TAREAS DEL EJERCICIO:
**A)** Responde estas preguntas sobre el texto de la homilía en Quito:
(i) ¿Con cuántos fieles celebró el Papa la Misa en el Parque Bicentenario?
(ii) ¿A qué corresponden las partes en cursiva?
(iii) ¿Qué pidió Jesús mirando al cielo?
**B)** Reproduce sin cambios el fragmento del texto de la homilía en Quito que empieza en "Homilías del Papa" y termina en "su identidad evangelizadora.".

Homilías del Papa y Temas sacerdotales
Llegada del Papa Francisco al Parque Bicentenario de Quito
QUITO,
07 Jul. 15 / 12:28 pm (ACI).- El Papa Francisco celebró este martes una Misa
con más de un millón y medio de fieles en el Parque Bicentenario de Quito, como
parte de su visita apostólica a Ecuador, en la que recordó el llamado de Cristo
a la unidad dentro de su Iglesia, así como su identidad evangelizadora.
A
continuación el texto del Papa. Las partes en cursiva corresponden a los breves
momentos en que el Santo Padre improvisó en su homilía:
La
palabra de Dios nos invita a vivir la unidad para que el mundo crea.
Me
imagino ese susurro de Jesús en la última Cena como un grito en esta misa que
celebramos en «El Parque Bicentenario».
Imaginémoslo juntos. El
Bicentenario de aquel Grito de Independencia de Hispanoamérica. Ése fue un
grito, nacido de la conciencia de la falta de libertades, de estar siendo
exprimidos, saqueados, «sometidos a conveniencias circunstanciales de los
poderosos de turno» (Evangelii gaudium 213).
Quisiera
que hoy los dos gritos concorden bajo el hermoso desafío de la evangelización.
No desde palabras altisonantes, ni con términos complicados, sino que nazca de
«la alegría del Evangelio», que «llena el corazón y la vida entera de los que
se encuentran con Jesús. Quienes se dejan salvar por Él son liberados del
pecado, de la tristeza, del vacío interior, del aislamiento» de la conciencia
aislada (Evangelii gaudium 1). Nosotros, aquí reunidos, todos juntos alrededor
de la mesa con Jesús somos un grito, un clamor nacido de la convicción de que
su presencia nos impulsa a la unidad, «señala un horizonte bello, ofrece un
banquete deseable» (Evangelii gaudium 14).
«Padre,
que sean uno para que el mundo crea», así lo deseó mirando al cielo. A Jesús le
brota este pedido en un contexto de envío: Como tú me has enviado al mundo, yo
también los he enviado al mundo. En ese momento, el Señor está experimentando
en carne propia lo peorcito de este mundo al que ama, aun así, con locura:
intrigas, desconfianzas, traición, pero no esconde la cabeza, no se lamenta.

Datos de etiquetado de coordenadas:
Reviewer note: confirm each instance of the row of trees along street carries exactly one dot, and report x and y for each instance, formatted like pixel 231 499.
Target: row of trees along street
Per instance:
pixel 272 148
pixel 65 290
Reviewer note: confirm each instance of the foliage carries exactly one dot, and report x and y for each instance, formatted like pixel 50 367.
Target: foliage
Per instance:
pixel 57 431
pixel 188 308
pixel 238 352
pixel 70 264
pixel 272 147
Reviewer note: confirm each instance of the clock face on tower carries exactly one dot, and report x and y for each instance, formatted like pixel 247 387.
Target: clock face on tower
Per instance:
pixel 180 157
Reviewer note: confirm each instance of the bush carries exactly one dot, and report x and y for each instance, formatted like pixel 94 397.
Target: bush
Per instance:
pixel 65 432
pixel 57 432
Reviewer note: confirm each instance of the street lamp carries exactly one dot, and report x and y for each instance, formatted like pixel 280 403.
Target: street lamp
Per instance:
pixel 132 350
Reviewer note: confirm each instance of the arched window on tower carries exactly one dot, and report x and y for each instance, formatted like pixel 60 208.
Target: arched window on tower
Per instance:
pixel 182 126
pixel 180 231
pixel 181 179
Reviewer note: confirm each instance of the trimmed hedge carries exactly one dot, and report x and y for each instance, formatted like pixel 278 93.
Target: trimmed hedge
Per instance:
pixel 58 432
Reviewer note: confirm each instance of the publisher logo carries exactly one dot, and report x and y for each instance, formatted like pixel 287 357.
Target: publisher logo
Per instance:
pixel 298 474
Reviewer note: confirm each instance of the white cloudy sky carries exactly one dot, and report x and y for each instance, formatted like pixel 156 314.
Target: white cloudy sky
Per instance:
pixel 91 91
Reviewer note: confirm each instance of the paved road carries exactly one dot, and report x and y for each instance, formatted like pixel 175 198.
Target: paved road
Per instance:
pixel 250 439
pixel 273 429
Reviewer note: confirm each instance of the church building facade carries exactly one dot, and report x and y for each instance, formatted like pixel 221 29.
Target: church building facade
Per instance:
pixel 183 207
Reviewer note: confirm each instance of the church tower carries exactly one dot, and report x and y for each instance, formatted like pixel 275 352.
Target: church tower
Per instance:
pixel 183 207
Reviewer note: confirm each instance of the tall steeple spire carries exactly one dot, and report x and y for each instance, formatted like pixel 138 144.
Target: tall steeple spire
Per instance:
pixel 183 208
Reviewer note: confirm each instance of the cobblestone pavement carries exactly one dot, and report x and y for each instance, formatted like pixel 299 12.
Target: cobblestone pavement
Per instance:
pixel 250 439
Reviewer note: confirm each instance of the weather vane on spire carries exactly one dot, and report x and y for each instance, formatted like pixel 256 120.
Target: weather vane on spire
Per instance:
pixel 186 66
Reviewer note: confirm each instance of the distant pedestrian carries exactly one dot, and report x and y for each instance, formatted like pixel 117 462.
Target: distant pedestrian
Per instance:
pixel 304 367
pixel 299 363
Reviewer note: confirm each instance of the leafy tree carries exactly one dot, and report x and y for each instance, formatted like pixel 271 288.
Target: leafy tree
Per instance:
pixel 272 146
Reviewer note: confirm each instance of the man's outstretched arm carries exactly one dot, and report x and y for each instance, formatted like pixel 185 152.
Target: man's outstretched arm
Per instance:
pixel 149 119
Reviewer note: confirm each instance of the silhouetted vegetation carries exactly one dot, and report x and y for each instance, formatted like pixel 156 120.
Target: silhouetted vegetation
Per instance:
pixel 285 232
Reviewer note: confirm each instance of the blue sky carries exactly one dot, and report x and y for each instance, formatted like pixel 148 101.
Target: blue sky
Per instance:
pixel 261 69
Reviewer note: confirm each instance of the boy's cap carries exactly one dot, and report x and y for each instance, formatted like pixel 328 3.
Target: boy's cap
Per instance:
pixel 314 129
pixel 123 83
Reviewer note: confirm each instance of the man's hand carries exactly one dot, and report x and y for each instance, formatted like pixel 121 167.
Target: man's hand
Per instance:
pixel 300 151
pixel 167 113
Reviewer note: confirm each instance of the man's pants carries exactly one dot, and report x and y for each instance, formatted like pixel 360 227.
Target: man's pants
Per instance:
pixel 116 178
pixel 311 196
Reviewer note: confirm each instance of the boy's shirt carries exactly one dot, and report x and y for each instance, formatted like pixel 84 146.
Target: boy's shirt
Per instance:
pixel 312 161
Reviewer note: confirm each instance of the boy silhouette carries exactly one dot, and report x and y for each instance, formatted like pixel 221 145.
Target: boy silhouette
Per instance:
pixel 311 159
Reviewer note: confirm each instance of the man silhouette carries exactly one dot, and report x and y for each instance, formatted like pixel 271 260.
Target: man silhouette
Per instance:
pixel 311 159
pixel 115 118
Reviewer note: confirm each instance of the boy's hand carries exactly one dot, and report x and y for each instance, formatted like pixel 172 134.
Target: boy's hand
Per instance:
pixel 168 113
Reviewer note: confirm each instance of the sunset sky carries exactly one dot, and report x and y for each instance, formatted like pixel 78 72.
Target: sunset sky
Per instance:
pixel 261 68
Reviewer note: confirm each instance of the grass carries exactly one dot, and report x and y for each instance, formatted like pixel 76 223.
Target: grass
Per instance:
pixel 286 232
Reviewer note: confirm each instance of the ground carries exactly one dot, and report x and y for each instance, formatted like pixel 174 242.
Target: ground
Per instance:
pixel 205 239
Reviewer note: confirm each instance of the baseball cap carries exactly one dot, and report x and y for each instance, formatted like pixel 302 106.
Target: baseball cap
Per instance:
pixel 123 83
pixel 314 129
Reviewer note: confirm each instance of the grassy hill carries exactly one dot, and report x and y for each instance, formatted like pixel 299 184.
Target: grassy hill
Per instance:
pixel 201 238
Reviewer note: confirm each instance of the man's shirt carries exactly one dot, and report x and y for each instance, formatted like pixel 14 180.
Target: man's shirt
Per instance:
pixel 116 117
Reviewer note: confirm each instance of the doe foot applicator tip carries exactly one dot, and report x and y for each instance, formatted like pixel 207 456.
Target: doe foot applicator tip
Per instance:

--

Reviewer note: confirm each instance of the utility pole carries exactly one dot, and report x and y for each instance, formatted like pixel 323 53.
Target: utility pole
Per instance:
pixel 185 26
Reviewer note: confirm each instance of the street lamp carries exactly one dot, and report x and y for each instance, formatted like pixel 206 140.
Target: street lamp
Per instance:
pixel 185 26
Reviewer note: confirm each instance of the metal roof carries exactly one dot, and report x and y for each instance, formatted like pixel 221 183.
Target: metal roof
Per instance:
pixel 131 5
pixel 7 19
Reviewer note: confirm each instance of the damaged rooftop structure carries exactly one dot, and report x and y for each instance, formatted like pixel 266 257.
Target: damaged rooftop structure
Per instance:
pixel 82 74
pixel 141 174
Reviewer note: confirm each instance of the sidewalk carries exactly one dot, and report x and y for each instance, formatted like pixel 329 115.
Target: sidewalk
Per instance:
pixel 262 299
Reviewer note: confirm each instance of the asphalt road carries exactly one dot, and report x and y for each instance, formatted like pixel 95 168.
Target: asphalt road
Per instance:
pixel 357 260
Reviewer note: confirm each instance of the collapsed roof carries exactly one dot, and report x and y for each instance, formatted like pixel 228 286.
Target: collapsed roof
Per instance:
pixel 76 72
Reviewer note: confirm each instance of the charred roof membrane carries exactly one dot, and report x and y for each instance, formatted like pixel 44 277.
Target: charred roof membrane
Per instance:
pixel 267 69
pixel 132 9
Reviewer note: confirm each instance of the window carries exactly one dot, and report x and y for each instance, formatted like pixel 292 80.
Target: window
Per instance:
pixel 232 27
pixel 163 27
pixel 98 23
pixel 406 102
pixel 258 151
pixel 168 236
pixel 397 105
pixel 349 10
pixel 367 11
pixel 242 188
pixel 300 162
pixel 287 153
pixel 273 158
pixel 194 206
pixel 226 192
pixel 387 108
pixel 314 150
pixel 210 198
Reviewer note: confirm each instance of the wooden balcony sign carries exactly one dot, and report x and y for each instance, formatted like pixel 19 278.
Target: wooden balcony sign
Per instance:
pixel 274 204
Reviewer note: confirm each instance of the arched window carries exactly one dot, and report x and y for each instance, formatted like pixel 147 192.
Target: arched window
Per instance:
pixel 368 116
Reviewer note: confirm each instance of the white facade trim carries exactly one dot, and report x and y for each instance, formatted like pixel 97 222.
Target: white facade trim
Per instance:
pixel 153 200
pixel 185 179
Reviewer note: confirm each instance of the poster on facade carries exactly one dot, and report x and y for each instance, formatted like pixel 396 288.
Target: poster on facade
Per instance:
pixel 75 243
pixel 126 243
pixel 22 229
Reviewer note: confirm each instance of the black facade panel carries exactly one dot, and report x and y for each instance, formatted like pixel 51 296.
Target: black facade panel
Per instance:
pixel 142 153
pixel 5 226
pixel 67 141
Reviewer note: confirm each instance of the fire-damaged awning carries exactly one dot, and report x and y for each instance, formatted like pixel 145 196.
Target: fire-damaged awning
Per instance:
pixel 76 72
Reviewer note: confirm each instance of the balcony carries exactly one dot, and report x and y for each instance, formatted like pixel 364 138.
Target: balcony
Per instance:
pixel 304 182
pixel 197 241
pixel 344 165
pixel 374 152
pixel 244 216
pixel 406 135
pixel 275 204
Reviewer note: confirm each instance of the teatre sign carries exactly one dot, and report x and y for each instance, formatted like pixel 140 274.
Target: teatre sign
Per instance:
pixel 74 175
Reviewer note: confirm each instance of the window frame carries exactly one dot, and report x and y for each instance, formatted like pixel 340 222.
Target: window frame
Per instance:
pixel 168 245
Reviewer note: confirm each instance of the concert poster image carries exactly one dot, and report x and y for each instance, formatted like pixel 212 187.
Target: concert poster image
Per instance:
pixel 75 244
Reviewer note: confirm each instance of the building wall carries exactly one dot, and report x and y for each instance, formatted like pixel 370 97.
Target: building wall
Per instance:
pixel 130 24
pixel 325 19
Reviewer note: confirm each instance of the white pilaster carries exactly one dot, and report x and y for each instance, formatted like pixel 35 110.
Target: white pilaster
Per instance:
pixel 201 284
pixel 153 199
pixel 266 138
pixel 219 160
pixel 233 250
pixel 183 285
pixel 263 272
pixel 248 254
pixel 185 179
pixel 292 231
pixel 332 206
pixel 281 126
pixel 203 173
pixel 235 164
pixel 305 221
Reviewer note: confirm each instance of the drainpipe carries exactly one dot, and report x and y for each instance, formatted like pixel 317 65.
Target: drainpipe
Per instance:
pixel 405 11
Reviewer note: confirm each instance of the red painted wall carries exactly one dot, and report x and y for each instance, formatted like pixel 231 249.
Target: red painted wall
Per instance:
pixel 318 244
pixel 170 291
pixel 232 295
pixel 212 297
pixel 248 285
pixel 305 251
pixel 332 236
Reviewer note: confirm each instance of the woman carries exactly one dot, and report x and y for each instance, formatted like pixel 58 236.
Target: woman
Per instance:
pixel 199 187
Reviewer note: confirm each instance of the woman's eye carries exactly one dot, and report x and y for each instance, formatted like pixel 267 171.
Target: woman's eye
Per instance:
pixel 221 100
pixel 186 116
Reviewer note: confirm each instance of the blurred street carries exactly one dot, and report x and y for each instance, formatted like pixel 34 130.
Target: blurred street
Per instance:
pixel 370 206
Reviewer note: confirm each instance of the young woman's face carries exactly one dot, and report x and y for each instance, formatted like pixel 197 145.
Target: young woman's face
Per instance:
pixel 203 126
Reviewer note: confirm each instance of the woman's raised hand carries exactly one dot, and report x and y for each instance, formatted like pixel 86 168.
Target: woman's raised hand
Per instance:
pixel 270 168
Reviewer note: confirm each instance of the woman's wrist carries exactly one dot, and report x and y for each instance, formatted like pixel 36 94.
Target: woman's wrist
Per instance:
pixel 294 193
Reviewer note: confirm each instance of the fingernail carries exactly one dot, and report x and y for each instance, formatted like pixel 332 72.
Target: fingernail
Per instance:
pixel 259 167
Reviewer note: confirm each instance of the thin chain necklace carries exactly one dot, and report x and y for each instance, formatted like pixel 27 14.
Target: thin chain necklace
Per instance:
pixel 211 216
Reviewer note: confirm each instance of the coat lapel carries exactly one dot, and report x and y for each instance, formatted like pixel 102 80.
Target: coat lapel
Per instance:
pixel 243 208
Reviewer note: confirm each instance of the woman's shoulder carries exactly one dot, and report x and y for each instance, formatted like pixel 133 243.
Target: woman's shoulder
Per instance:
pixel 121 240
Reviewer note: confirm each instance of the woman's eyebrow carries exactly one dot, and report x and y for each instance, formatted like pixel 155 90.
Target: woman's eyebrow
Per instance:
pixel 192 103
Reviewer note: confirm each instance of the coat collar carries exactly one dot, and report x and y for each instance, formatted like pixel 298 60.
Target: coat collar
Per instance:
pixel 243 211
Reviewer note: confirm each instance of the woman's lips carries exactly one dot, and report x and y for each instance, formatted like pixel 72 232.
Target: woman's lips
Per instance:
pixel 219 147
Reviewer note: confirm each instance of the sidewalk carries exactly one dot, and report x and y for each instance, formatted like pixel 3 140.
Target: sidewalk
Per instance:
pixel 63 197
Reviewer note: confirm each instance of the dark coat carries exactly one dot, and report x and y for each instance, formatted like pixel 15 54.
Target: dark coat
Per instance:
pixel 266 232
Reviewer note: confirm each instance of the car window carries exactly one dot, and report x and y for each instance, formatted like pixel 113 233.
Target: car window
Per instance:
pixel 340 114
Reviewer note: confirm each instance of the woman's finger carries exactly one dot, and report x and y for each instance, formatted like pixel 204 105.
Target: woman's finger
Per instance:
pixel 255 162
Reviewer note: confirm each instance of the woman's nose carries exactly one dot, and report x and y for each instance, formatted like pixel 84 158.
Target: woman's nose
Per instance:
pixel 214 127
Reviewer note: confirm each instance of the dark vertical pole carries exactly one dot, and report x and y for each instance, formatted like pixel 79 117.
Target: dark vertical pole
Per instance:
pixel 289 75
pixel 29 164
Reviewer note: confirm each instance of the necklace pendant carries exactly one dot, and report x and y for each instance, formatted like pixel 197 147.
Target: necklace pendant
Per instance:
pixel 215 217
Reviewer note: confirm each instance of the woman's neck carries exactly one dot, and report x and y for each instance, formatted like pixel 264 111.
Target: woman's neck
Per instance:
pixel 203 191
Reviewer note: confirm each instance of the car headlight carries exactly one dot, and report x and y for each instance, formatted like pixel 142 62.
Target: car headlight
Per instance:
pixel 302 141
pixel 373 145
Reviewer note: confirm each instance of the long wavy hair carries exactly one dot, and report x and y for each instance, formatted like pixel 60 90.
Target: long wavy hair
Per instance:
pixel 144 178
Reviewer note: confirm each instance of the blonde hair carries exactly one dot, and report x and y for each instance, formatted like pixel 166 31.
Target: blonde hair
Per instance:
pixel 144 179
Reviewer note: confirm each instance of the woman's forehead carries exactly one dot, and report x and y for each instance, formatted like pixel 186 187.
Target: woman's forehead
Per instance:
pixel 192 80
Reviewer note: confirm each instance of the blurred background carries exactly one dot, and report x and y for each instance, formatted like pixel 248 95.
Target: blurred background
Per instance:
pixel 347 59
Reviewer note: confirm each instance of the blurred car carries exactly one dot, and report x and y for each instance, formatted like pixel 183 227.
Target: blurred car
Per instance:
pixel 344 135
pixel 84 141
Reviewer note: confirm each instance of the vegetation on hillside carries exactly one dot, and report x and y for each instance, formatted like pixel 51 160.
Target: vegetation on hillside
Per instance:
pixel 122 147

RESPUESTAS POR TAREA:
**A)**
(i) Con más de un millón y medio de fieles.
(ii) A los breves momentos en que el Santo Padre improvisó en su homilía.
(iii) «Padre, que sean uno para que el mundo crea».

**B)**
Homilías del Papa y Temas sacerdotales
Llegada del Papa Francisco al Parque Bicentenario de Quito
QUITO,
07 Jul. 15 / 12:28 pm (ACI).- El Papa Francisco celebró este martes una Misa
con más de un millón y medio de fieles en el Parque Bicentenario de Quito, como
parte de su visita apostólica a Ecuador, en la que recordó el llamado de Cristo
a la unidad dentro de su Iglesia, así como su identidad evangelizadora.